**Texto de lectura**:

Antes, cuando me iba de viaje sóla me decían "pásalo bien". Ahora me dicen "hija, no sé cómo te atreves".

La perspectiva de unas semanas con babisitter jamón y gambas, que te da valor.

martes, 19 de enero de 2016

Problemillas trilingües

Criar a un niño trilingüe es una experiencia divertidísima. Un día el pequeño te deleita con el clásico "en casa podemos guardar más juguetes porque tenemos más cojones" otro día experimentas el lost in translation de tu marido en la guardería "¿Te han castigado por hacer Quatsch? ¿Estabas imitando a un pato, quatsch, quatsch?" y en cualquier momento el crío se pone a hablar como un turista borracho "Faster, faster! Wir machen fiesta. Vamos, Wagen!!!"

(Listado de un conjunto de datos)
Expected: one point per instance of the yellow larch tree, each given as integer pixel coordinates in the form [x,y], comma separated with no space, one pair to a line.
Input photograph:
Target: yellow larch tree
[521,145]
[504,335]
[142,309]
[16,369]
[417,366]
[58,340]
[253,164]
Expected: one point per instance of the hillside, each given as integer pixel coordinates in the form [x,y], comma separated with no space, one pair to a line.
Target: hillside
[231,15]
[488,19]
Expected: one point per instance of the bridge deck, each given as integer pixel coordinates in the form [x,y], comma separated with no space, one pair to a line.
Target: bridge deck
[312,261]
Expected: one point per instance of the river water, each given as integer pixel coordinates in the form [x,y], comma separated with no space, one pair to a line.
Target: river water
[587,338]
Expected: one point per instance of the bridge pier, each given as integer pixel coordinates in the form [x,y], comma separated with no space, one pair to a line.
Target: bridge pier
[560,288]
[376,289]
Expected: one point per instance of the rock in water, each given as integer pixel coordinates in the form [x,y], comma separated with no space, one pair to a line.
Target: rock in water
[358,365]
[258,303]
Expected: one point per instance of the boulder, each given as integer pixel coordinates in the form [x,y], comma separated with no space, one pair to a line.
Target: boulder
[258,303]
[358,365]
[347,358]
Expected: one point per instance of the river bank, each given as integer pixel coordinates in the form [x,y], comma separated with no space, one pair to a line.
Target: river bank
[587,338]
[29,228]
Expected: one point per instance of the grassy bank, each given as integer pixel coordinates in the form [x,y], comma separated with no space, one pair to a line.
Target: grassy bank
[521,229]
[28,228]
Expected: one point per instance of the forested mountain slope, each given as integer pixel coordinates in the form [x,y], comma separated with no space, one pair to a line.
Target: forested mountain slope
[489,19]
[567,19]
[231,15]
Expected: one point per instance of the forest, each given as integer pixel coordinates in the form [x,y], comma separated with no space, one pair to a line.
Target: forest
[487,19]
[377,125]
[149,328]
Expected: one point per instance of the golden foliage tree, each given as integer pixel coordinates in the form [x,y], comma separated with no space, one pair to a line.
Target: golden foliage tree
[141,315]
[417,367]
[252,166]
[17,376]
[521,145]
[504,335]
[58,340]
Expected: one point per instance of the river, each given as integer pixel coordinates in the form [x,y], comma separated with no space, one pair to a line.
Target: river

**Enunciado de la tarea**:
Reproduce de forma literal el fragmento del texto de lectura que va desde "Antes, cuando me" hasta "te da valor.".

**Respuesta de la tarea**:
Antes, cuando me iba de viaje sóla me decían "pásalo bien". Ahora me dicen "hija, no sé cómo te atreves".

La perspectiva de unas semanas con babisitter jamón y gambas, que te da valor.